# Goal of the exercise
Copy the entries again, starting at the line that has "Where can you find the dew" and continuing through the end, with "photo" changed to "image" and nothing else altered. Leave the pictures out.

# Supplied data
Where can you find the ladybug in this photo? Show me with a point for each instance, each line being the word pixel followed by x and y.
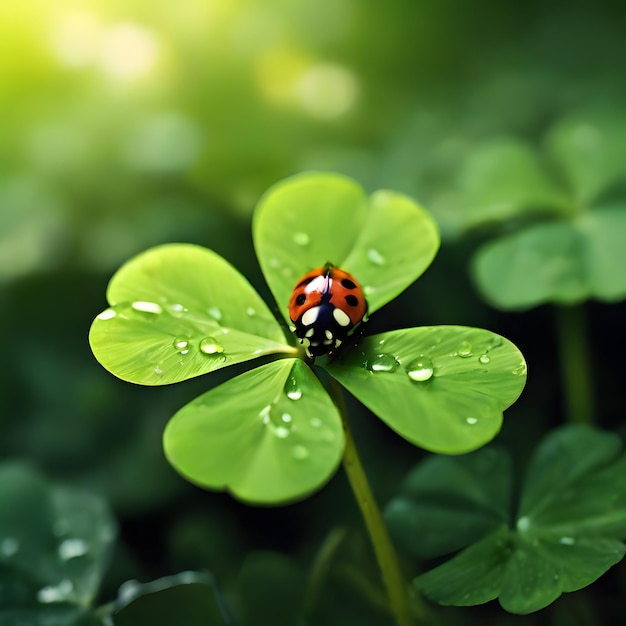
pixel 327 306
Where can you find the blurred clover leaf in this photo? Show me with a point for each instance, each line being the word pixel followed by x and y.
pixel 55 545
pixel 567 530
pixel 273 434
pixel 569 205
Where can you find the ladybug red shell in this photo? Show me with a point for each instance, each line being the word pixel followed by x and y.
pixel 326 307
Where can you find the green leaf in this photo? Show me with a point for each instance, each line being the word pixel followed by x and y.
pixel 385 241
pixel 272 587
pixel 187 598
pixel 442 388
pixel 505 179
pixel 179 311
pixel 270 435
pixel 472 577
pixel 590 149
pixel 446 503
pixel 570 529
pixel 55 542
pixel 561 262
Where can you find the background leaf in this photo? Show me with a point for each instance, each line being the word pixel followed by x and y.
pixel 187 598
pixel 569 531
pixel 386 241
pixel 442 388
pixel 55 544
pixel 270 435
pixel 561 262
pixel 446 503
pixel 179 311
pixel 590 149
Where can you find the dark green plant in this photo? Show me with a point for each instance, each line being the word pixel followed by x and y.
pixel 560 216
pixel 274 433
pixel 561 533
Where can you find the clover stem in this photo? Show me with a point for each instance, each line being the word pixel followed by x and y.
pixel 385 552
pixel 574 354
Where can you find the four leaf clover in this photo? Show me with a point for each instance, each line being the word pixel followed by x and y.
pixel 273 434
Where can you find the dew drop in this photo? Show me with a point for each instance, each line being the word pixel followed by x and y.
pixel 177 310
pixel 209 345
pixel 9 546
pixel 107 314
pixel 300 453
pixel 520 370
pixel 383 363
pixel 375 257
pixel 73 548
pixel 292 390
pixel 465 349
pixel 301 239
pixel 147 307
pixel 55 593
pixel 420 369
pixel 215 313
pixel 181 343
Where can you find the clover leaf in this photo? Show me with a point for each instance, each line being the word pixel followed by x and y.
pixel 568 530
pixel 54 549
pixel 273 434
pixel 573 248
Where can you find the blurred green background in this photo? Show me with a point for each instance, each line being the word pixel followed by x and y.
pixel 128 124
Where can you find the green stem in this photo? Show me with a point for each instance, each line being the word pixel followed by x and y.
pixel 576 370
pixel 385 553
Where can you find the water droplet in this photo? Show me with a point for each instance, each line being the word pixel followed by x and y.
pixel 520 370
pixel 9 546
pixel 107 314
pixel 147 307
pixel 56 593
pixel 265 414
pixel 72 548
pixel 375 257
pixel 465 349
pixel 281 432
pixel 181 343
pixel 209 345
pixel 383 363
pixel 292 390
pixel 420 369
pixel 177 310
pixel 301 239
pixel 300 453
pixel 215 313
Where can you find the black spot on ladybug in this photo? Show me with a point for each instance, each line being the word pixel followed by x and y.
pixel 304 282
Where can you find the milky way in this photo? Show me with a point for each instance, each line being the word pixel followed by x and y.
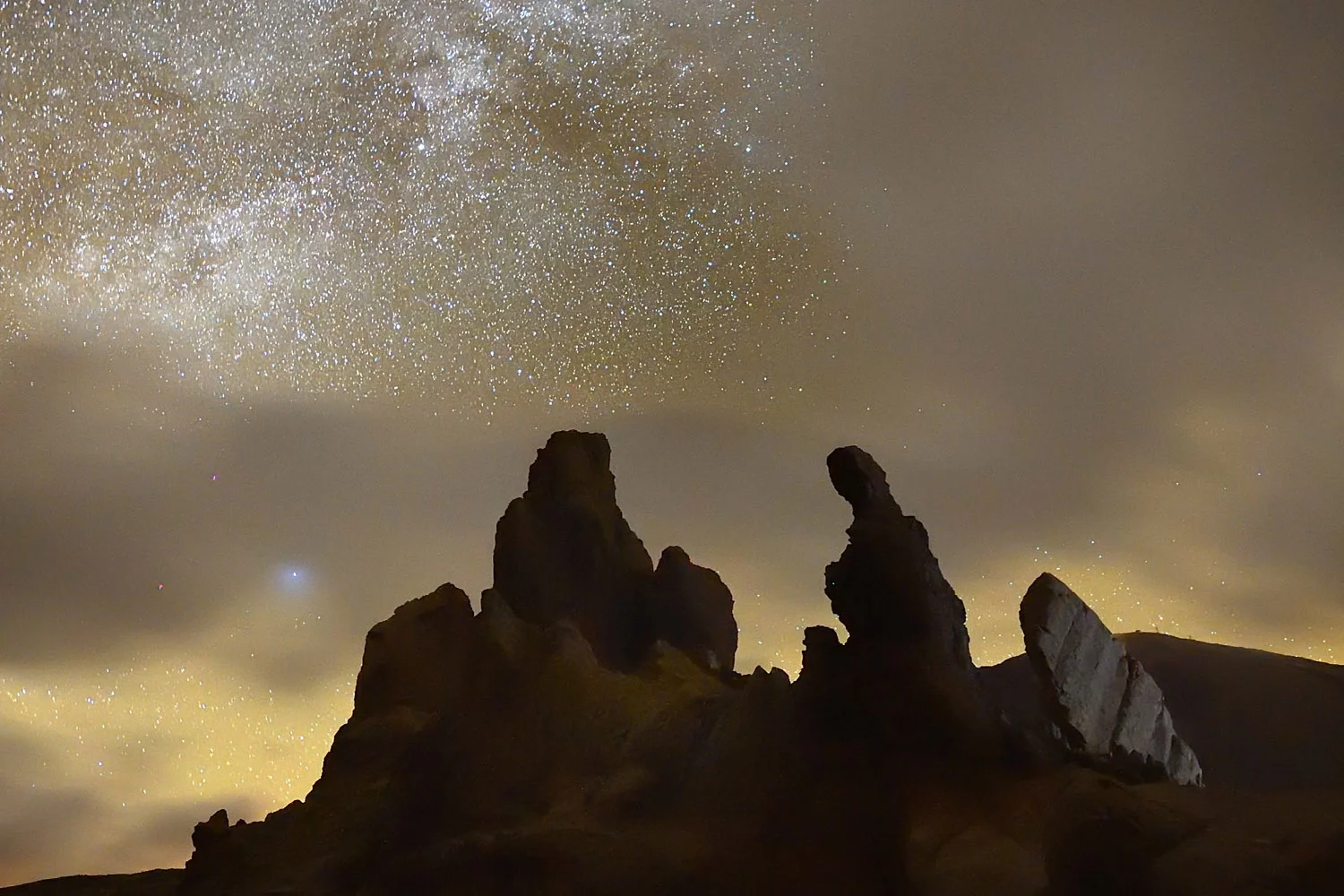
pixel 554 203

# Complete response
Where can you find the dew drop in this image? Show me with a point for each instance, each line being the word pixel followed by x and y.
pixel 177 310
pixel 209 345
pixel 9 546
pixel 107 314
pixel 300 453
pixel 520 370
pixel 383 363
pixel 375 257
pixel 73 548
pixel 292 390
pixel 465 349
pixel 301 239
pixel 147 307
pixel 55 593
pixel 420 369
pixel 215 313
pixel 181 343
Where can you find the clover leaf in this image? Show me with a point for each instance, each line being the word pixel followed by x and y.
pixel 568 530
pixel 54 549
pixel 273 434
pixel 573 248
Where can you find the blurred green background in this image? Show me with a point for each instance, each line being the word pixel followed by x and y.
pixel 128 124
Where can you find the green stem in this image? Show me with a point for each instance, each line being the word pixel followed by x and y.
pixel 576 370
pixel 385 553
Where can you find the water droplet in this image? Show me with a point for each instance, each line being the word pixel followed by x and y.
pixel 520 370
pixel 9 546
pixel 107 314
pixel 147 307
pixel 56 593
pixel 265 414
pixel 72 548
pixel 375 257
pixel 465 349
pixel 281 432
pixel 181 343
pixel 209 345
pixel 383 363
pixel 292 390
pixel 420 369
pixel 177 310
pixel 301 239
pixel 300 453
pixel 215 313
Where can you find the black spot on ladybug in this image? Show me with a point for each instance, each line being the word pixel followed by x and y.
pixel 304 282
Where can you find the milky way in this image? Show me with a point for each instance, each line being the word pixel followed by x and y.
pixel 554 203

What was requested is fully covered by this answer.